**What you have to do:** Output all of the records exactly as written.

**Supplied records:**
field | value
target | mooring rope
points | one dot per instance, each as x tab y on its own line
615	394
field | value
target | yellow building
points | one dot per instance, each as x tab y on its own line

**Expected answer:**
field | value
target | mooring rope
points | one dot per instance, each as x tab y on its own line
615	394
field | value
target | yellow building
points | one dot per instance, each as x tab y on its own line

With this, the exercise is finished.